+++ The records +++

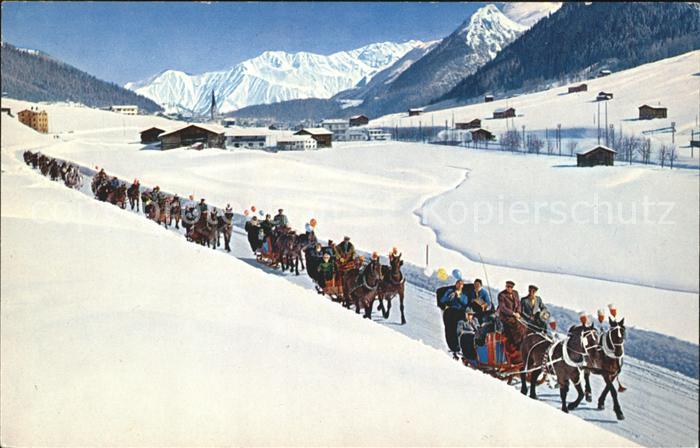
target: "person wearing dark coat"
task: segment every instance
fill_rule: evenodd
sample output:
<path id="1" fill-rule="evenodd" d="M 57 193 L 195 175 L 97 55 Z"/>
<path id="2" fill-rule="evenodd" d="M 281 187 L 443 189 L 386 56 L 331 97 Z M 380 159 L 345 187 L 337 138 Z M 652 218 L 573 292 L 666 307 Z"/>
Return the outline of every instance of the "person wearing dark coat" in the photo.
<path id="1" fill-rule="evenodd" d="M 255 252 L 260 248 L 260 224 L 258 223 L 258 217 L 253 216 L 253 219 L 245 223 L 244 228 L 248 234 L 248 244 L 250 244 L 250 249 Z"/>
<path id="2" fill-rule="evenodd" d="M 467 302 L 468 298 L 462 280 L 457 280 L 455 285 L 448 288 L 440 298 L 440 308 L 443 310 L 442 322 L 445 325 L 445 341 L 455 359 L 458 359 L 457 353 L 460 351 L 457 322 L 464 319 Z"/>
<path id="3" fill-rule="evenodd" d="M 323 248 L 318 243 L 306 252 L 306 270 L 316 283 L 318 283 L 319 278 L 318 266 L 323 262 L 323 253 Z"/>
<path id="4" fill-rule="evenodd" d="M 511 350 L 520 349 L 522 331 L 520 329 L 520 296 L 514 290 L 515 283 L 508 280 L 506 289 L 498 294 L 498 317 L 503 323 L 503 334 L 511 344 Z"/>
<path id="5" fill-rule="evenodd" d="M 465 317 L 466 319 L 457 322 L 457 337 L 459 338 L 459 346 L 462 349 L 462 360 L 465 364 L 469 362 L 473 364 L 476 361 L 474 338 L 479 332 L 480 325 L 471 307 L 467 307 Z"/>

+++

Task objective
Starting at the beginning of the data and continuing through the line that contains "Return the outline", write out those lines as a numbered list, skipping any blank lines. Omit the pictures.

Answer to the problem
1. target: "person wearing dark coat"
2. task: segment every instance
3. fill_rule: evenodd
4. sample output:
5. <path id="1" fill-rule="evenodd" d="M 57 193 L 195 175 L 97 55 Z"/>
6. <path id="2" fill-rule="evenodd" d="M 281 187 L 443 189 L 386 56 L 331 97 Z M 380 159 L 345 187 L 337 138 Z M 652 218 L 573 292 L 666 307 Z"/>
7. Return the outline of every instance of the "person wearing dark coat" in the photo.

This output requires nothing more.